Also, a “better luck next time” to Zelda: Oracle of Seasons, which we must assume is a very close #11.
Comments
7 responses to “The Best-Selling Games For PS1, N64, Saturn, And Dreamcast”
That’s a terrible way to rank sales.
Gran Turismo was comfortably the best selling game on the PS1 selling almost 11 million copies. Crash Bandicoot sold less copies than Crash Bandicoot 3 did.
Yeah wow, very fair point. Why order them this way..
The Saturn list is…like…completely wrong too. The best selling Saturn game was Virtua Fighter 2 followed by Sega Rally. NiGHTS doesn’t even rank in the top 10, let alone at number 2, but the ridiculous one is Madden 97, that had sales so minuscule it’s barely a blip on the radar. Claiming it’s the best selling Saturn game is an absolute joke.
http://www.vgchartz.com/platform/22/sega-saturn/
Bad ranking is bad. From what orifice did he pull this data from?
Agreed
Nights at #2. Far out.
When sports games dominate lists it’s obvious it’s an American thing. Yick
What about it? I bloody LOVED Driver.
I absolutely love both Crash Bandicoot and Spyro the Dragon.
But dude I wish Crash Bandicoot and Spyro the Dragon were included for Playstation Classic. I have to say Sony may think they’re going to compete against Nintendo but it’s not going to happen anyway so screw you Sony.
I also loved The Legend of Zelda Ocarina of Time, and The Legend of Zelda Majora’s Mask, Super Mario 64, Mario Kart 64, Super Smash Bros, Donkey Kong 64, Diddy Kong Racing, and Rare’s Goldeneye 007.
Too bad Donkey Kong 64, Diddy Kong Racing, and Goldeneye 007 never made it on to Rare Replay’s list of games to celebrate Rare’s 30 year history which came out for the Xbox One 3 years ago.
Because the British developer was facing licensing issues and Microsoft had to purchase a $375 million dollar partnership with the British developer in 2002.
Fast forward to today though and with Banjo Kazooie’s trademark licence renewed by Nintendo it’s only a matter of time until Rare decides to bring Banjo Kazooie and his games on to Nintendo Switch and to bring in Banjo and Kazooie as new fighters in Super Smash Bros. Ultimate even though the Grinch leak is already fake but not true.

Required tasks:
A. Echo the comment thread word for word, starting at "Too bad Donkey" and ending at "3 years ago.".
B. According to the comment thread, how many copies did Gran Turismo sell on the PS1?
C. In the comment thread, why does one commenter call it an absolute joke to claim Madden 97 is the best-selling Saturn game?
The lines after this point are separate material, not part of the comment thread.

[Contour annotation records]

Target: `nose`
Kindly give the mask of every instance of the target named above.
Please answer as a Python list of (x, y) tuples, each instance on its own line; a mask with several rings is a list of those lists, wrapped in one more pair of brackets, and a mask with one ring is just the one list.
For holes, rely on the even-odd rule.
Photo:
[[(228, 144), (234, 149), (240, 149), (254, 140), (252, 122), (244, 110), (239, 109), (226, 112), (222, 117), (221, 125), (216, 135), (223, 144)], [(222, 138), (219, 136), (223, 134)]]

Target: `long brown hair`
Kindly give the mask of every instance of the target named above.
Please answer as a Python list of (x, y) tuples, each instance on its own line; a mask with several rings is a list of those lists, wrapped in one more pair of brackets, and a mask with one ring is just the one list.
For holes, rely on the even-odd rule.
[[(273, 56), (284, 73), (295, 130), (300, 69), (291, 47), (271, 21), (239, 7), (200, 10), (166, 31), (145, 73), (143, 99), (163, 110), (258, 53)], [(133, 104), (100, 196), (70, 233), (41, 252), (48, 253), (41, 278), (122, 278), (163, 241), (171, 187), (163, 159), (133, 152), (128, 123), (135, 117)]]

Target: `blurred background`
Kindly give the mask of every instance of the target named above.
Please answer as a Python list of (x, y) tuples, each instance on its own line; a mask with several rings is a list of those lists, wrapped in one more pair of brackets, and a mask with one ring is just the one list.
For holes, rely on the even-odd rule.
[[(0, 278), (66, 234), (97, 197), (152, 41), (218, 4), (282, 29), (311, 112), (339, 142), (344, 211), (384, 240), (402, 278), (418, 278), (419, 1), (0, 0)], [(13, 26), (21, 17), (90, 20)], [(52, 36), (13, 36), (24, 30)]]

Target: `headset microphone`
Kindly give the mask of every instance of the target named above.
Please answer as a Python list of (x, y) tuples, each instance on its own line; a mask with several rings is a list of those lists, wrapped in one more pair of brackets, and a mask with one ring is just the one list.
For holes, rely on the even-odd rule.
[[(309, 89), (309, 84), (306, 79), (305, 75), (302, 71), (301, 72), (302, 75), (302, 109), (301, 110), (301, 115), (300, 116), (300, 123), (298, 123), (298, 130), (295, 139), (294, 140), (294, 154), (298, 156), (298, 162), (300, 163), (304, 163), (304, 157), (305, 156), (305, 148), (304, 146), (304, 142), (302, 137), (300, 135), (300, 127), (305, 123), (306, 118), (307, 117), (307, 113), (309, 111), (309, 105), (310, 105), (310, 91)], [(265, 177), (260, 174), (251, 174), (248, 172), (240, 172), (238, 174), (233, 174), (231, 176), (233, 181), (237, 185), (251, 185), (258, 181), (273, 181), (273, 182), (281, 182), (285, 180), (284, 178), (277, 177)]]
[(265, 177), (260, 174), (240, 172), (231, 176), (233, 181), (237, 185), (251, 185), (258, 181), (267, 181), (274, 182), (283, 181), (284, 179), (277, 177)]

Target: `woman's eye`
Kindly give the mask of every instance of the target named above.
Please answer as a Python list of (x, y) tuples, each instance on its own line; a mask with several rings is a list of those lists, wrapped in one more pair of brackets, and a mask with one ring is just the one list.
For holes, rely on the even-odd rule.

Answers below:
A.
Too bad Donkey Kong 64, Diddy Kong Racing, and Goldeneye 007 never made it on to Rare Replay’s list of games to celebrate Rare’s 30 year history which came out for the Xbox One 3 years ago.

B. Almost 11 million copies.

C. The commenter says Madden 97 had sales so minuscule that it is barely a blip on the radar.